* _STUDY TEXT_
The notebooks and scripts in this examples show how to fine-tune a model with a sentiment classifier (such as lvwerra/distilbert-imdb
).
Here's an overview of the notebooks and scripts:
File | Description |
---|---|
notebooks/gpt2-sentiment.ipynb |
Fine-tune GPT2 to generate positive movie reviews. |
notebooks/gpt2-sentiment-control.ipynb |
Fine-tune GPT2 to generate movie reviews with controlled sentiment. |
scripts/gpt2-sentiment.py |
Same as the notebook, but easier to use to use in mutli-GPU setup. |
scripts/t5-sentiment.py |
Same as GPT2 script, but for a Seq2Seq model (T5). |
pip install trl
#optional: wandb
pip install wandb
Note: if you don't want to log with wandb
remove log_with="wandb"
in the scripts/notebooks. You can also replace it with your favourite experiment tracker that's supported by accelerate
.
The trl
library is powered by accelerate
. As such it is best to configure and launch trainings with the following commands:
accelerate config # will prompt you to define the training configuration
accelerate launch scripts/gpt2-sentiment.py # launches training
The script in this example show how to train a reward model for summarization, following the OpenAI Learning to Summarize from Human Feedback paper. We've validated that the script can be used to train a small GPT2 to get slightly over 60% validation accuracy, which is aligned with results from the paper. The model is here.

Point localization data
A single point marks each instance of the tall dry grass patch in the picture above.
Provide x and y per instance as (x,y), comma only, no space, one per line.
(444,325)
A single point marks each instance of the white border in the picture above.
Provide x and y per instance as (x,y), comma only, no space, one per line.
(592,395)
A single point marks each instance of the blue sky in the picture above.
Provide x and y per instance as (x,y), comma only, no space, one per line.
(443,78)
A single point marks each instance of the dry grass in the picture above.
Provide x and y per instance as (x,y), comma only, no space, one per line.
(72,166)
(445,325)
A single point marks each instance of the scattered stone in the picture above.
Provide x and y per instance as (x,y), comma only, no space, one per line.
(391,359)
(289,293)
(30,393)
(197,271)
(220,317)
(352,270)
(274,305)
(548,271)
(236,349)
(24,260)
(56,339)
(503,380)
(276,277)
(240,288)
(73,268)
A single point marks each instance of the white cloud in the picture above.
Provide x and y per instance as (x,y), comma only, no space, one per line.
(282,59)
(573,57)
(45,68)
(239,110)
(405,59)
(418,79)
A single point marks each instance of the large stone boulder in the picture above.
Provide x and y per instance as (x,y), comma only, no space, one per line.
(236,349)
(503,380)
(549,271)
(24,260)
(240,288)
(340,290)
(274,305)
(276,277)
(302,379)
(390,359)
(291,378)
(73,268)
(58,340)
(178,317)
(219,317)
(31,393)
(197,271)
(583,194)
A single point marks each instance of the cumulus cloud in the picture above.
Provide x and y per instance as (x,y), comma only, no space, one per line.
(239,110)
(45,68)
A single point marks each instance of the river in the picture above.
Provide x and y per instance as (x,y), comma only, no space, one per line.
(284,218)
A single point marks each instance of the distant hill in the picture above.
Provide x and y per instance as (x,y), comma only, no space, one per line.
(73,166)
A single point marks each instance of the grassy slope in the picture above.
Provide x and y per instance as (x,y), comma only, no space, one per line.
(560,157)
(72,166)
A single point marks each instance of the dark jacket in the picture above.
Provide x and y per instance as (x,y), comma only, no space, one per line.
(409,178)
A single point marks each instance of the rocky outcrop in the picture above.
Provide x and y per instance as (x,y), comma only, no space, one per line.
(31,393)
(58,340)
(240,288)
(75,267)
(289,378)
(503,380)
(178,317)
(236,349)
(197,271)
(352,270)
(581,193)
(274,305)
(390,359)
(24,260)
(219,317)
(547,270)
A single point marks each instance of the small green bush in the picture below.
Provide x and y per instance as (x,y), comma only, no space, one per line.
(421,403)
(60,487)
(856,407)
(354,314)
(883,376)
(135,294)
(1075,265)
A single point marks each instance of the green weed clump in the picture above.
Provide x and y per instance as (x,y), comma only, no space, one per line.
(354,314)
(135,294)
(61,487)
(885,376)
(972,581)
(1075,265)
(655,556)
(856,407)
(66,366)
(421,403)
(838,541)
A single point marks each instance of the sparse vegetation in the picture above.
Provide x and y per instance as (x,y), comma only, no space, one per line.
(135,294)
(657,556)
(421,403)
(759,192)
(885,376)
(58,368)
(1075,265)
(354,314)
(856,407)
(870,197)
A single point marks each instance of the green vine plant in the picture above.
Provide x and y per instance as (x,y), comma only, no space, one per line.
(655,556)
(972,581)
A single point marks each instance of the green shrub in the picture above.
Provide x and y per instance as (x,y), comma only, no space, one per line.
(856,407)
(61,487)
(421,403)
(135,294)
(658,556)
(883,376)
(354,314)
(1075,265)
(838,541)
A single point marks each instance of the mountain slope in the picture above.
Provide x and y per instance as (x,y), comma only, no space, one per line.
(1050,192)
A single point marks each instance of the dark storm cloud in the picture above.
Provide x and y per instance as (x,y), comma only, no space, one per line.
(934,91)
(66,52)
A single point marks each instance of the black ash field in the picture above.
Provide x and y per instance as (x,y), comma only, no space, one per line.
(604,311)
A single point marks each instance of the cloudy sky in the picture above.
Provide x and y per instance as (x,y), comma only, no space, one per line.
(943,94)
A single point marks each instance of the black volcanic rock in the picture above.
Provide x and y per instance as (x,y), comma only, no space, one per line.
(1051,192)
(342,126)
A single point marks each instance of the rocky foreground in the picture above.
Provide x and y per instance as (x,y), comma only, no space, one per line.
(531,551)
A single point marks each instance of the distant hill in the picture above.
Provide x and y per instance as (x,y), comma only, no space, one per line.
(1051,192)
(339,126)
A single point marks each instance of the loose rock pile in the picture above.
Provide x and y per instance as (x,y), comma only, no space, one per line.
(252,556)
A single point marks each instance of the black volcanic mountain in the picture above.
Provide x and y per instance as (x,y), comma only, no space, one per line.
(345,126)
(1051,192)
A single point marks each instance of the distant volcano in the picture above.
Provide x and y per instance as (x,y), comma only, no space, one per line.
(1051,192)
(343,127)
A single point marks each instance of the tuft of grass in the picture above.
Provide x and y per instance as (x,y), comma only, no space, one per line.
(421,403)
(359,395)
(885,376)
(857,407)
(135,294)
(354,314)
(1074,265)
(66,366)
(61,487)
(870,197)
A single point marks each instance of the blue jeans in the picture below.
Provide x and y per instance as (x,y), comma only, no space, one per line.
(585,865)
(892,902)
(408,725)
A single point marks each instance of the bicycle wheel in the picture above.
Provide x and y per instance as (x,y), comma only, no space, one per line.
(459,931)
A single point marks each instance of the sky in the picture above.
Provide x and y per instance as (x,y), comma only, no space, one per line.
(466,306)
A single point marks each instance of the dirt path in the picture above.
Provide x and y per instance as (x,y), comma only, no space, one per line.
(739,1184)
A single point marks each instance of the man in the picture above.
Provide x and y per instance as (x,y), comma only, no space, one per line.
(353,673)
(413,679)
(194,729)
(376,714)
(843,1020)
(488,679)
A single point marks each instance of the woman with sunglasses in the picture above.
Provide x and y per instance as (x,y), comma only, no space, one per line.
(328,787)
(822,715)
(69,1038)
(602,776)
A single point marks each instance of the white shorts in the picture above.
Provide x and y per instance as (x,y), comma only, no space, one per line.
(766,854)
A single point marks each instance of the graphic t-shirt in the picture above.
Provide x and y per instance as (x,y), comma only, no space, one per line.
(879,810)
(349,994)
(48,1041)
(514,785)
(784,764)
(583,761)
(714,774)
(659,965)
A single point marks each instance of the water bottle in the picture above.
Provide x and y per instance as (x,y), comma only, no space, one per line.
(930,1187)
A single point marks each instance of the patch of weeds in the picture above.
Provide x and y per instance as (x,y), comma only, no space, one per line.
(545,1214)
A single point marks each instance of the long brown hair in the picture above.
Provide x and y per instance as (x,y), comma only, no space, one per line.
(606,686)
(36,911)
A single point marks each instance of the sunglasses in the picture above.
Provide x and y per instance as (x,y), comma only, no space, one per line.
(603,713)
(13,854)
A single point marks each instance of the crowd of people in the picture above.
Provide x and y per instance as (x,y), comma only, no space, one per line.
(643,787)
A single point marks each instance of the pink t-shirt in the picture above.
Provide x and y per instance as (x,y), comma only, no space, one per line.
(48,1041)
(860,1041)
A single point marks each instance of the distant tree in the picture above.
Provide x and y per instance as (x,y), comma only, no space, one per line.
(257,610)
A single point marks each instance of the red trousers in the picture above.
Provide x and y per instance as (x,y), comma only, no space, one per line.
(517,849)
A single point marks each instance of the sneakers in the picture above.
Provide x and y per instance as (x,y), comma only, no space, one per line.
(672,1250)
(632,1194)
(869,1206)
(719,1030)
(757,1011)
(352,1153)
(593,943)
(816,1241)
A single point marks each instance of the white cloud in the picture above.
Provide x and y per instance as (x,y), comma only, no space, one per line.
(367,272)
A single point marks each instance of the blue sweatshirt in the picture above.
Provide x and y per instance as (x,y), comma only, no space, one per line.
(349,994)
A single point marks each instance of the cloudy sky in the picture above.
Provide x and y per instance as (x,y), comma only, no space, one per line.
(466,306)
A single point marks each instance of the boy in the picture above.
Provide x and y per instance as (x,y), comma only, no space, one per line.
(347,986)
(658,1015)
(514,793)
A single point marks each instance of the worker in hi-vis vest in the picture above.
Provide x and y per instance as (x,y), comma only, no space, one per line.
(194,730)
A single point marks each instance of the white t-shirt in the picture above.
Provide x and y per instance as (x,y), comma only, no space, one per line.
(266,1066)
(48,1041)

* _BRIEF 1_
Reproduce the passage of the TRL examples page starting at "in the scripts/notebooks." and ending at "model is here.".
* _BRIEF 2_
Carry on the TRL examples page after its final sentence.

* _RESPONSE BOX 1_
in the scripts/notebooks. You can also replace it with your favourite experiment tracker that's supported by accelerate
.
The trl
library is powered by accelerate
. As such it is best to configure and launch trainings with the following commands:
accelerate config # will prompt you to define the training configuration
accelerate launch scripts/gpt2-sentiment.py # launches training
The script in this example show how to train a reward model for summarization, following the OpenAI Learning to Summarize from Human Feedback paper. We've validated that the script can be used to train a small GPT2 to get slightly over 60% validation accuracy, which is aligned with results from the paper. The model is here.

* _RESPONSE BOX 2_
Here's an overview of the files:
File | Description |
---|---|
scripts/reward_summarization.py |
For tuning the reward model. |
scripts/ds3_reward_summarization_example_config.json |
Can be used with the reward model script to scale it up to arbitrarily big models that don't fit on a single GPU. |
pip install trl
pip install evaluate
# optional: deepspeed
pip install deepspeed
# If you want your reward model to follow the Learning to Summarize from Human Feedback paper closely, then tune a GPT model on summarization and then instantiate the reward model
# with it. In other words, pass in the name of your summarization-finetuned gpt on the hub, instead of the name of the pretrained gpt2 like we do in the following examples of how
# to run this script.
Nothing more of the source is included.